GIVEN ENTRIES

[Start of section]

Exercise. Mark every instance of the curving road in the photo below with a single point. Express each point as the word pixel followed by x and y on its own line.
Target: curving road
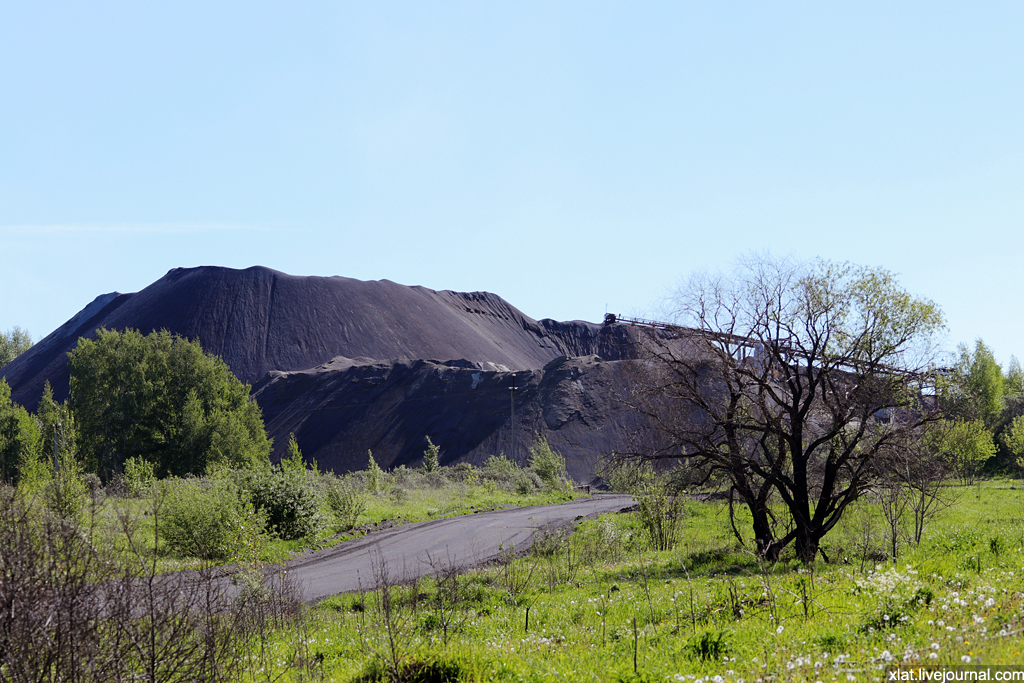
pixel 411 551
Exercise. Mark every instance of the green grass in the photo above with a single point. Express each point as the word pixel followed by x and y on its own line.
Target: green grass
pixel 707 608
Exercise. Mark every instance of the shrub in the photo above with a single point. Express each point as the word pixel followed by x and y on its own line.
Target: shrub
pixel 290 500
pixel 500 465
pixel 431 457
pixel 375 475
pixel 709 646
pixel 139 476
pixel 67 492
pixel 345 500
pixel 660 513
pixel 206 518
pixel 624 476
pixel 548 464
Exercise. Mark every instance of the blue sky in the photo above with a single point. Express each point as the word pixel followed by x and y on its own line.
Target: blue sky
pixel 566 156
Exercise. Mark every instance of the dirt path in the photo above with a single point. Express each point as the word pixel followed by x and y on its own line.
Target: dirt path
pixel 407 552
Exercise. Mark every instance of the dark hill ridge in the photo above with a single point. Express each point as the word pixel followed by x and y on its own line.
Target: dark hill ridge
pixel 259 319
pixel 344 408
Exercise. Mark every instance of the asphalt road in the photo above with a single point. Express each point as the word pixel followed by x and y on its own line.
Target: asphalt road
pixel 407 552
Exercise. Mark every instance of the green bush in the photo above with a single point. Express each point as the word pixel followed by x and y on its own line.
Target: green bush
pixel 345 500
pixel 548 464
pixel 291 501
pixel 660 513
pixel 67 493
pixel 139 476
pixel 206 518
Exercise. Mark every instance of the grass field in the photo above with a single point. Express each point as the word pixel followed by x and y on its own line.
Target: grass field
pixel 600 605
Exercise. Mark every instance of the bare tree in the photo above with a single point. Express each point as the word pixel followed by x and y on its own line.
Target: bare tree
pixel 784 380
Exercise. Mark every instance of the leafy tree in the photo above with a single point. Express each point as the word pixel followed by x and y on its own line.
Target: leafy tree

[End of section]

TASK INSTRUCTIONS
Tell how many lines in the material hold the word "leafy". Reply with the number only.

SOLUTION BELOW
2